:: WORK TO COMPLETE ::
In the records below, find the line that contains "Expected behaviour: for every instance of the gravel" and the line that contains "Expected behaviour: for every instance of the car door", then retype exactly those two lines and every line between them.

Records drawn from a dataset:
◆ ◆ ◆ ◆

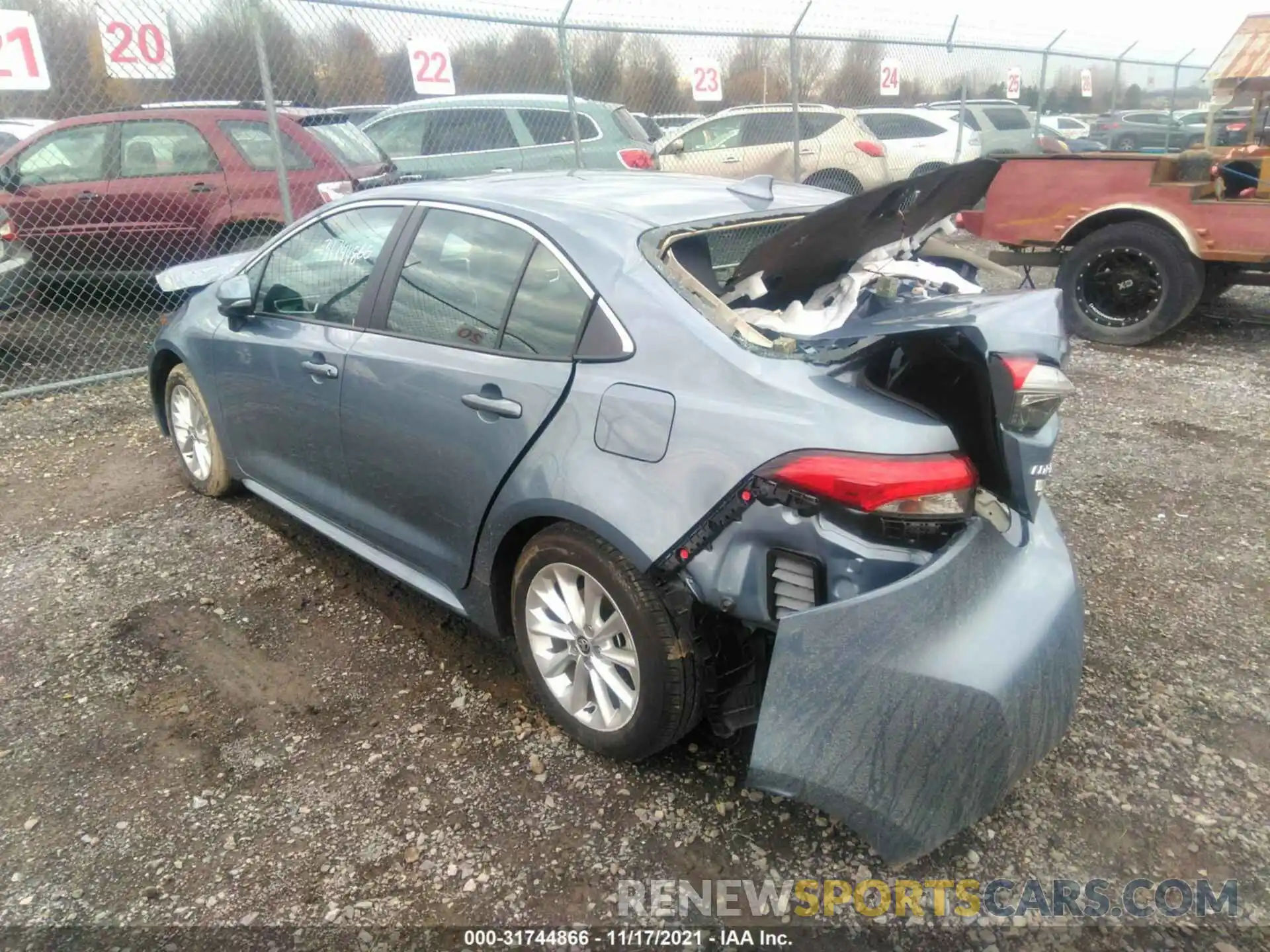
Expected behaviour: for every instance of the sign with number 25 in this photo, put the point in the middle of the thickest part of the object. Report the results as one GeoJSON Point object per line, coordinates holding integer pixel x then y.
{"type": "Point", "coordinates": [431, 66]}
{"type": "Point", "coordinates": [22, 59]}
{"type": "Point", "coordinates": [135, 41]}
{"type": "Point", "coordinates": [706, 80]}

◆ ◆ ◆ ◆

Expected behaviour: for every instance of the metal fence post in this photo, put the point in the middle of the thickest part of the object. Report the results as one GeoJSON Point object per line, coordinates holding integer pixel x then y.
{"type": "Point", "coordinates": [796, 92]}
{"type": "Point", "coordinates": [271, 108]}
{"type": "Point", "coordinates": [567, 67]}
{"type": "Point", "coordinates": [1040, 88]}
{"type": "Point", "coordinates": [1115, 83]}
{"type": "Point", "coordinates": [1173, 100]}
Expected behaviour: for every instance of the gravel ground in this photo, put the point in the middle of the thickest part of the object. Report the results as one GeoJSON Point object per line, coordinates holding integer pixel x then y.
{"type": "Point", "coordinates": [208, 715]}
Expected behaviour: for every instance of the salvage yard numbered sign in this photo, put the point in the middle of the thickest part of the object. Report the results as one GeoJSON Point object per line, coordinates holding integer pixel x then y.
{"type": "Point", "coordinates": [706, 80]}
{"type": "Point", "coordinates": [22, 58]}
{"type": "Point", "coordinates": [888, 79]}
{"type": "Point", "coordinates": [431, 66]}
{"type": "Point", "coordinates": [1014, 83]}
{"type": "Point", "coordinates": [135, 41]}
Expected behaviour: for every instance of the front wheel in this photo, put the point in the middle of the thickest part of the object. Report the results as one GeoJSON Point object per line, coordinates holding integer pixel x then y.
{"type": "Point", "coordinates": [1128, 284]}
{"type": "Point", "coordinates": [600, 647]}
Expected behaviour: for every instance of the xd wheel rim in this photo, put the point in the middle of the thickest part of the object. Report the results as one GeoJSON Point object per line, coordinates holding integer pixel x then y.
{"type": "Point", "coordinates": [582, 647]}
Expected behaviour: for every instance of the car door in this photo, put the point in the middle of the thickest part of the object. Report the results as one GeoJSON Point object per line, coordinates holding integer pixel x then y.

◆ ◆ ◆ ◆

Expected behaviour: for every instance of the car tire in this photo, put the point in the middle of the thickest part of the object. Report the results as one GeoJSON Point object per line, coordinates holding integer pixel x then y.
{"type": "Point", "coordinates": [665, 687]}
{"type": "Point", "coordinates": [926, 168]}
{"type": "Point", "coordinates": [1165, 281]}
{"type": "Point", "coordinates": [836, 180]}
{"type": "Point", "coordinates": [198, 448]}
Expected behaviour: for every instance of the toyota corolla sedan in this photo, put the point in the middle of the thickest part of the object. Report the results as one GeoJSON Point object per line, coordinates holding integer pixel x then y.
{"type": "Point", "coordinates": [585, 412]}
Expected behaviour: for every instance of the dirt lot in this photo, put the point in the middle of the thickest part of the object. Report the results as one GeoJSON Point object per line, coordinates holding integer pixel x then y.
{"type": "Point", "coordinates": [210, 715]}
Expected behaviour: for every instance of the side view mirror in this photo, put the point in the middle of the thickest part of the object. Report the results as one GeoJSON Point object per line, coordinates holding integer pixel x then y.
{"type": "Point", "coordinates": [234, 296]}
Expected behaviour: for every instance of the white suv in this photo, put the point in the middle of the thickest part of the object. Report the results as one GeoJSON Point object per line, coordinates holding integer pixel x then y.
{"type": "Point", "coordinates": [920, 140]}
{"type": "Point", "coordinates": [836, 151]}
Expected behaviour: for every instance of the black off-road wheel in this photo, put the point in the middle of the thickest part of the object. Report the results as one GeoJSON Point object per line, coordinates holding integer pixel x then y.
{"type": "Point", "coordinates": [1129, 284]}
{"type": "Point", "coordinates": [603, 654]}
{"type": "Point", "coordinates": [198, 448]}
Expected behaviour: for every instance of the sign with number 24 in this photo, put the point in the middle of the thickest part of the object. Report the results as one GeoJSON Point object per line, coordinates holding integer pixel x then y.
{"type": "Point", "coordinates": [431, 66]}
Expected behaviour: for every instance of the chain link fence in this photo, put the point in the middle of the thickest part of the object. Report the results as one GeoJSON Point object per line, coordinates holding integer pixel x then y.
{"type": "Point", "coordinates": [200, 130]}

◆ ◆ ◆ ◆

:: RESPONSE ::
Expected behaviour: for every instance of the gravel ground in this photo, put the point in the middle of the thickest part of the object. Report the results as one GeoJSON Point object per line, coordinates holding integer pixel x then y.
{"type": "Point", "coordinates": [208, 715]}
Expected behaviour: for every instance of the salvage yard numbered sign in this photo, put the point in the middle of the thickest part of the object. Report the results as one GeoJSON Point object per line, coordinates holding integer pixel x then y.
{"type": "Point", "coordinates": [706, 80]}
{"type": "Point", "coordinates": [22, 58]}
{"type": "Point", "coordinates": [888, 79]}
{"type": "Point", "coordinates": [431, 66]}
{"type": "Point", "coordinates": [1014, 83]}
{"type": "Point", "coordinates": [135, 41]}
Expected behaviour: for every instance of the front wheel in this photo, put the point in the middle of the thickest part of the object. Report the results as one GeoJSON Point object per line, coordinates holding integer pixel x then y.
{"type": "Point", "coordinates": [1128, 284]}
{"type": "Point", "coordinates": [600, 647]}
Expected behaviour: for every instance of the xd wheel rim in this photo, put the point in the middle of the thickest part of the object. Report the results as one GeoJSON Point object per line, coordinates holding integer pixel x then y.
{"type": "Point", "coordinates": [582, 647]}
Expected behaviour: for every instance of the car door in this photo, put the point in the middle of the thickest part of the object. Report the results as one GeoJSON Point object per line, coordinates holding integer pixel x then y.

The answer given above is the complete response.